YOUR INSTRUCTIONS =
Up to and including the final line, retype each line of the records below, starting with the one that contains "point: the stair step in this photo".

GIVEN DATA =
***

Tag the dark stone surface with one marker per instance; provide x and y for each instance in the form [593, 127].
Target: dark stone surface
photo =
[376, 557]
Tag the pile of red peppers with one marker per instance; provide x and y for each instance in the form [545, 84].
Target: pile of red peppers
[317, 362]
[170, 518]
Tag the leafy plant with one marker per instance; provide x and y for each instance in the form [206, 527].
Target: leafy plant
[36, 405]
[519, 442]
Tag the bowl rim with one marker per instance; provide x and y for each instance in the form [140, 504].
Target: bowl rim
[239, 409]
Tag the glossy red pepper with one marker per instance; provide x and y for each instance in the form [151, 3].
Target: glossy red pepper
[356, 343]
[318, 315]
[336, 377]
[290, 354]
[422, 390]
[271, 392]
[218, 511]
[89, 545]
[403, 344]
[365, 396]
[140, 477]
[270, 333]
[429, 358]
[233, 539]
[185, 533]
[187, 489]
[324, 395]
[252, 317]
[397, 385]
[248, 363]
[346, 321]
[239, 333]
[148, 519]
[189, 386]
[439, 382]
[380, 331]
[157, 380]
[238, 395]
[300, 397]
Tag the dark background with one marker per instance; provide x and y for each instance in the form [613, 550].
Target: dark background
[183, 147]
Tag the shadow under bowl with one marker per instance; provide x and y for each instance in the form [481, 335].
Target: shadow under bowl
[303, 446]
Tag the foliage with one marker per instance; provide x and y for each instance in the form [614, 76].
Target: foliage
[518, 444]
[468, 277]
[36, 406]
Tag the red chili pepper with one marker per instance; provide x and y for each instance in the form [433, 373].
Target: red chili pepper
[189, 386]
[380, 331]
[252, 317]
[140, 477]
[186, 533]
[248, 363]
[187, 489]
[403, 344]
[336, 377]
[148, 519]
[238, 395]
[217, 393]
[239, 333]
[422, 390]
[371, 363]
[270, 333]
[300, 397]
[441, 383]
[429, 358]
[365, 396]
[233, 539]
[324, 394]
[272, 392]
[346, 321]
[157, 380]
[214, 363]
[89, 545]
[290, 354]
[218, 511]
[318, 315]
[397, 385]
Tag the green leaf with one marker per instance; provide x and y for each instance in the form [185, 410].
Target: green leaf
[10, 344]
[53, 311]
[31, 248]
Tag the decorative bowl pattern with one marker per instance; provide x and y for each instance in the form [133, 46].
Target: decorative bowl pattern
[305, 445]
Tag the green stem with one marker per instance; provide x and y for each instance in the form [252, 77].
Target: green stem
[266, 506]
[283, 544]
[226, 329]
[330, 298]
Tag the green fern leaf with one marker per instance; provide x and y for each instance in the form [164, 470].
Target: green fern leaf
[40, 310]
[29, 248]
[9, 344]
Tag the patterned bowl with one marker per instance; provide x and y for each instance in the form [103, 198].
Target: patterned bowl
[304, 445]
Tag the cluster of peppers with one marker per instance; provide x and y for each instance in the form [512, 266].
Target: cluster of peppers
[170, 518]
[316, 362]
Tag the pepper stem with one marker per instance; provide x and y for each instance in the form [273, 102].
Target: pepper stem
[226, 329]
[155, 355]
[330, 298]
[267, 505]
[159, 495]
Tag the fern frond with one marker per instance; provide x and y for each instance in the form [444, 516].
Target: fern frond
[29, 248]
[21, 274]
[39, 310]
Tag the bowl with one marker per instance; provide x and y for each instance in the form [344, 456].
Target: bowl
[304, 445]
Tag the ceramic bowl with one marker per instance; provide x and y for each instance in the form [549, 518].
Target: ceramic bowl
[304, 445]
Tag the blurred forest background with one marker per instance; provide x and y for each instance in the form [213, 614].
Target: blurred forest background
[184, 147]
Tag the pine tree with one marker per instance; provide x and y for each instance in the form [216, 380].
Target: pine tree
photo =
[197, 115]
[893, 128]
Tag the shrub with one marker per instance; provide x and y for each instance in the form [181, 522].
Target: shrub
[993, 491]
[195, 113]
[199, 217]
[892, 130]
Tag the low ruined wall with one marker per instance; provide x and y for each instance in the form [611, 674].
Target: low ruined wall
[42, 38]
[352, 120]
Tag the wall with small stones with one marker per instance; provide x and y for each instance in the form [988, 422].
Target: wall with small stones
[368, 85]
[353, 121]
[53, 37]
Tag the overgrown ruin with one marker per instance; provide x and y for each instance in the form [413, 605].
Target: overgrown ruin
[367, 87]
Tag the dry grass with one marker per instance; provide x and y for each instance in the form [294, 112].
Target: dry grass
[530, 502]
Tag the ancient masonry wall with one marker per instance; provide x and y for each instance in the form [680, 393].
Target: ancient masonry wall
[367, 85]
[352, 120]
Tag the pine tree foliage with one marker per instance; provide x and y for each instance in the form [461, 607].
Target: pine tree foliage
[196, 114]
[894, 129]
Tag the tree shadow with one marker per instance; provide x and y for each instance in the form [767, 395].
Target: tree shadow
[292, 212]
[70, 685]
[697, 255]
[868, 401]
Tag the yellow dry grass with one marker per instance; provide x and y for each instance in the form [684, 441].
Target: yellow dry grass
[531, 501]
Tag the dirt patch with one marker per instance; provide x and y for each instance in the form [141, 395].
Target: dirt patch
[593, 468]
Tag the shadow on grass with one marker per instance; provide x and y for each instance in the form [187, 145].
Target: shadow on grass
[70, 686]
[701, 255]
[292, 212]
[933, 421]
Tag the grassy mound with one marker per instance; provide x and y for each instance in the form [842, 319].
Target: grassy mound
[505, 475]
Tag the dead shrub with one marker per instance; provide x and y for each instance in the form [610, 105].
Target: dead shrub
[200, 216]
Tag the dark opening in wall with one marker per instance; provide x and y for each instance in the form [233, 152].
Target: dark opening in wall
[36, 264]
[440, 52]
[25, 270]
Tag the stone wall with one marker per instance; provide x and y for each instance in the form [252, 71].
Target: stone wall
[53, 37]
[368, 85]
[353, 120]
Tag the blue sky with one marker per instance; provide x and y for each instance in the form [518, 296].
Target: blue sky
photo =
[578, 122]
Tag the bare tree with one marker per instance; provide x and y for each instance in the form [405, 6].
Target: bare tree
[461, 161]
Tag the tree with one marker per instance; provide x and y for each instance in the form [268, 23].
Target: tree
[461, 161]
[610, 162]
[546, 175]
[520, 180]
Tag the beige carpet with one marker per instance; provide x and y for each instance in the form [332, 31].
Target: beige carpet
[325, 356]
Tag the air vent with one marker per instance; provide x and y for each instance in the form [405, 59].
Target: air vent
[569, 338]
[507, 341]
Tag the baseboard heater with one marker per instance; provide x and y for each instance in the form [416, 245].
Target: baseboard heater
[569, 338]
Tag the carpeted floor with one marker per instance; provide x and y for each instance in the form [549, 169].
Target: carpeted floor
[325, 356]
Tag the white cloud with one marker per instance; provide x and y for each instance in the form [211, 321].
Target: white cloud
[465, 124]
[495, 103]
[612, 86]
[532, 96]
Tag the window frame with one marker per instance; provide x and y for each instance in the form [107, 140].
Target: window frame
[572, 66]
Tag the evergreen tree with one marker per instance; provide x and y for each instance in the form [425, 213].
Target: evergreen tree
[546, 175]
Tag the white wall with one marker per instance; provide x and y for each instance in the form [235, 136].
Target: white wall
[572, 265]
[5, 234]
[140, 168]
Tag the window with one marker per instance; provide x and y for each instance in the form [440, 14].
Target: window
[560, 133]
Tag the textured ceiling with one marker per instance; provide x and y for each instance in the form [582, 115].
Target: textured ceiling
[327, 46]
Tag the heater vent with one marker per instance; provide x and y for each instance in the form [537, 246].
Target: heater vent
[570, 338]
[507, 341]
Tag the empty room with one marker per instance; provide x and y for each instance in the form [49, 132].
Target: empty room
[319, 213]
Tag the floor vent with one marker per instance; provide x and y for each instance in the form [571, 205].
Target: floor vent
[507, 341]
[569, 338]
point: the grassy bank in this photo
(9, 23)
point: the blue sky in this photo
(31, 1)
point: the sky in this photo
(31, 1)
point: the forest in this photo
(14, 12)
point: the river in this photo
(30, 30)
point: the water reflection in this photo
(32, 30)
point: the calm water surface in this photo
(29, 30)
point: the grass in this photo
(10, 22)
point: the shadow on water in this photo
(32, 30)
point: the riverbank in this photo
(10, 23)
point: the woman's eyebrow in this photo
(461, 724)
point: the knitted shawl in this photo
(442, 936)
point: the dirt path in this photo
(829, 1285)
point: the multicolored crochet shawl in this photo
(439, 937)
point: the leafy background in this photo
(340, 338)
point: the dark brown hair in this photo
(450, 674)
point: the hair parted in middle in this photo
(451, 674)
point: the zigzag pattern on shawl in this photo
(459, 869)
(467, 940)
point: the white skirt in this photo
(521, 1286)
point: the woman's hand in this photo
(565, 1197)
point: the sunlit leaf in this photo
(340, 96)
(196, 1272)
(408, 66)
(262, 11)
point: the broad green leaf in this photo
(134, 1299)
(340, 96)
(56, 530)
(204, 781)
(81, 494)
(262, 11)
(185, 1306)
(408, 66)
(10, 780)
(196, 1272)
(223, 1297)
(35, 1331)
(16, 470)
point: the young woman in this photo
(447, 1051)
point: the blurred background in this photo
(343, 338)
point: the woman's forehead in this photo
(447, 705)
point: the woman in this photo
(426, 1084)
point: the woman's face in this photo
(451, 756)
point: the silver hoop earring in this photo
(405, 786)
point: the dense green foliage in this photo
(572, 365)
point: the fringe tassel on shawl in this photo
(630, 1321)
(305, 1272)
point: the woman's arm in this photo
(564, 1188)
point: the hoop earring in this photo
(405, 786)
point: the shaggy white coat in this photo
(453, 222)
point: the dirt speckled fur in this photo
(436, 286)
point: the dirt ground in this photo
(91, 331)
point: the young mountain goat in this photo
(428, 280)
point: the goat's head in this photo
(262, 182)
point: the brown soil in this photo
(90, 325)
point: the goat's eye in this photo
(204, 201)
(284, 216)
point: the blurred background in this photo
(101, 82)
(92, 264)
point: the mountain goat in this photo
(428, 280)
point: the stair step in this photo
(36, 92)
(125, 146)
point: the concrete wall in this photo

***

RESULT =
point: the stair step in this photo
(36, 92)
(125, 146)
point: the concrete wall in this photo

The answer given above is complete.